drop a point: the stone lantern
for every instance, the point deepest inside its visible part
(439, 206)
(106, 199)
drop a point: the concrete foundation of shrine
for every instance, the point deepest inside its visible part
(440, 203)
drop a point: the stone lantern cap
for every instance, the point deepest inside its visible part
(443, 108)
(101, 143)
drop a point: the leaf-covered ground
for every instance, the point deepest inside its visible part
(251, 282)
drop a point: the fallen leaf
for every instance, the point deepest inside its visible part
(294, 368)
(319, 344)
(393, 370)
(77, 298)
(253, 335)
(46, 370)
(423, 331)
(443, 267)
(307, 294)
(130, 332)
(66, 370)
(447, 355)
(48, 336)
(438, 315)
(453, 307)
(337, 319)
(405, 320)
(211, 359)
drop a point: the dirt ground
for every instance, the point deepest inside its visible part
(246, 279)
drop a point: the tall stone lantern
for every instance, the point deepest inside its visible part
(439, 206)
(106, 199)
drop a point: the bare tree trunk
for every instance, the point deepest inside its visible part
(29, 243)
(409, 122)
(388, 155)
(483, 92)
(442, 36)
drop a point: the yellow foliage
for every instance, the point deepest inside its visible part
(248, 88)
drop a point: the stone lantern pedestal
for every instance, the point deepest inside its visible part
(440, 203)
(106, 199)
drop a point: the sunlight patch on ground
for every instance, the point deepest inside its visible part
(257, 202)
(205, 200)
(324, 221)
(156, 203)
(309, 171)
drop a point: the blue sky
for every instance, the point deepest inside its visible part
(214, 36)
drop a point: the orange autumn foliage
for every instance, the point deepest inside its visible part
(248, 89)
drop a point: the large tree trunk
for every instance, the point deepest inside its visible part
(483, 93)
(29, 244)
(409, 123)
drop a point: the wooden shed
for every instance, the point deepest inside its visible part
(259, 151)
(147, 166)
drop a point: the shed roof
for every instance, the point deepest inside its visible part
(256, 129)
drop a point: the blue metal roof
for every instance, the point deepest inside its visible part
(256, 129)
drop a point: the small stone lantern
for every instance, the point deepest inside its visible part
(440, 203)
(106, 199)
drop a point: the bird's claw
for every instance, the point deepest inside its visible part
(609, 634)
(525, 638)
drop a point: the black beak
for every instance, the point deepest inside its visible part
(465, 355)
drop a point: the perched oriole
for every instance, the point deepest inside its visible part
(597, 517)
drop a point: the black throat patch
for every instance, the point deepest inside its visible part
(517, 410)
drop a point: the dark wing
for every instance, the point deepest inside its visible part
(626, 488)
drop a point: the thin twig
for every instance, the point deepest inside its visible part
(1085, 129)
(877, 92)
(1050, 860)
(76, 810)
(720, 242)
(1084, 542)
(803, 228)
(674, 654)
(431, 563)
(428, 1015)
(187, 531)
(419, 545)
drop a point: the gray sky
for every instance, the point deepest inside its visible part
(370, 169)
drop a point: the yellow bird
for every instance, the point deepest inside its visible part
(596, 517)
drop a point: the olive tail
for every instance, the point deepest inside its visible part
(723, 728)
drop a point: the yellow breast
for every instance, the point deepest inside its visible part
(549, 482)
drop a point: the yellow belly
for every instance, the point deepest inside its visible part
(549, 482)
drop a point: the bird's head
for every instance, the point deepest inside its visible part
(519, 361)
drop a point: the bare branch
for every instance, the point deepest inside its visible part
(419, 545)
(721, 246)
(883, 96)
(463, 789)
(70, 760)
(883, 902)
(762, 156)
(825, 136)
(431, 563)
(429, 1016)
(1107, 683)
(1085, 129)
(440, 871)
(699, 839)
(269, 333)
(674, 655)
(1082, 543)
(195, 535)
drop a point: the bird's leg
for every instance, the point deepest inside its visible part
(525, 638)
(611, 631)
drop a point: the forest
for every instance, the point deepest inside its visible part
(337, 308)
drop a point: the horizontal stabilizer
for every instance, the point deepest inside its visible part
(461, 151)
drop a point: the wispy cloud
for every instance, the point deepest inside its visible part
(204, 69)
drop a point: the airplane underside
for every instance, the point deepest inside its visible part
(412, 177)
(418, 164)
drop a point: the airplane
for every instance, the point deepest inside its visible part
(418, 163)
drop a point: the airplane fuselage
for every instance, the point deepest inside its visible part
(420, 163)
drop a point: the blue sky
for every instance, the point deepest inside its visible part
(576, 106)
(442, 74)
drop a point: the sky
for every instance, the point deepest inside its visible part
⁂
• EXERCISE REQUIREMENTS:
Give the entries once more, exactly as they appear.

• SOLUTION TO THIS EXERCISE:
drop a point: the stone lantern
for every instance, the point deepest inside its visible part
(439, 206)
(106, 199)
drop a point: the concrete foundation of shrine
for every instance, the point deepest inside its visible part
(440, 203)
drop a point: the stone lantern cap
for every instance, the point deepest inside its visible part
(443, 108)
(101, 143)
drop a point: the leaf-covered ground
for every instance, the point deepest inside its visible part
(251, 282)
drop a point: the fallen leaf
for every instance, the point deepest inside its visible part
(294, 368)
(319, 344)
(393, 370)
(77, 298)
(253, 335)
(46, 370)
(423, 331)
(443, 267)
(307, 294)
(130, 332)
(66, 370)
(447, 355)
(48, 336)
(438, 315)
(453, 307)
(337, 319)
(405, 320)
(211, 359)
drop a point: the dirt ground
for every instance, the point deepest inside its visible part
(246, 279)
drop a point: the tall stone lantern
for every instance, the point deepest inside its visible part
(439, 206)
(106, 199)
drop a point: the bare tree trunk
for every instance, the point deepest inside its visible part
(29, 243)
(409, 122)
(388, 155)
(483, 92)
(442, 36)
drop a point: the yellow foliage
for every instance, the point deepest inside its visible part
(248, 88)
drop a point: the stone lantern pedestal
for every instance, the point deepest inside its visible part
(440, 203)
(106, 199)
drop a point: the sunlight patch on ground
for every instance, the point deepest inside its visible part
(257, 202)
(205, 200)
(324, 221)
(156, 203)
(309, 171)
drop a point: the blue sky
for every instance, the point deepest inside its visible part
(214, 36)
drop a point: the orange autumn foliage
for every instance, the point deepest inside its visible part
(248, 89)
drop a point: the large tree trunk
for every instance, the point deepest inside its visible part
(483, 93)
(29, 244)
(409, 123)
drop a point: the wooden shed
for every instance, the point deepest inside its visible part
(259, 151)
(147, 166)
drop a point: the shed roof
for every instance, the point deepest inside its visible part
(256, 129)
drop a point: the blue metal roof
for every instance, the point deepest inside its visible part
(256, 129)
drop a point: the small stone lantern
for every instance, the point deepest inside its visible part
(440, 203)
(106, 199)
drop a point: the bird's claw
for every instance, the point deepest inside its visible part
(609, 634)
(525, 638)
drop a point: the black beak
for every instance, the point deepest inside its visible part
(465, 355)
drop a point: the perched oriole
for every instance, the point deepest inside its visible part
(597, 517)
drop a point: the black throat patch
for every instance, the point deepest inside its visible part
(517, 410)
drop a point: the dark wing
for every instance, the point deepest inside its visible part
(626, 488)
drop a point: the thin twig
for every instance, the point deepest inside its visible part
(1085, 129)
(877, 92)
(1050, 860)
(76, 810)
(720, 242)
(1084, 542)
(803, 228)
(674, 654)
(431, 563)
(428, 1015)
(187, 531)
(419, 545)
drop a point: the gray sky
for every instance, the point deepest inside its visible part
(370, 169)
drop a point: the yellow bird
for every instance, the point deepest inside its visible part
(596, 517)
drop a point: the olive tail
for every instance, the point deepest inside its visible part
(723, 728)
drop a point: the yellow breast
for every instance, the point deepest inside its visible part
(549, 482)
drop a point: the yellow belly
for every instance, the point deepest inside its visible part
(549, 482)
drop a point: the bird's head
for every instance, the point deepest inside its visible part
(519, 361)
drop a point: the bare branch
for every instance, the point deepest inside its visible part
(419, 545)
(721, 246)
(883, 96)
(463, 789)
(70, 760)
(883, 902)
(762, 156)
(825, 136)
(431, 563)
(429, 1016)
(1107, 683)
(1085, 129)
(440, 871)
(699, 839)
(269, 333)
(674, 655)
(1082, 543)
(195, 535)
drop a point: the bird's leg
for every instance, the point deepest inside its visible part
(525, 638)
(611, 631)
drop a point: the forest
for every instance, the point deepest inside its visible part
(337, 308)
drop a point: the horizontal stabilizer
for every instance, the point deepest inside its visible part
(461, 151)
drop a point: the wispy cloud
for every instance, the point deepest inside its visible part
(204, 69)
drop a point: the airplane underside
for every instance, the point deepest inside its visible part
(412, 177)
(418, 164)
drop a point: the airplane
for every instance, the point deepest inside its visible part
(418, 163)
drop a point: the airplane fuselage
for every instance, the point deepest inside its visible part
(420, 163)
drop a point: the blue sky
for every instance, the point deepest inside its visible part
(576, 106)
(442, 74)
drop a point: the sky
for every instance, the point deepest inside its visible part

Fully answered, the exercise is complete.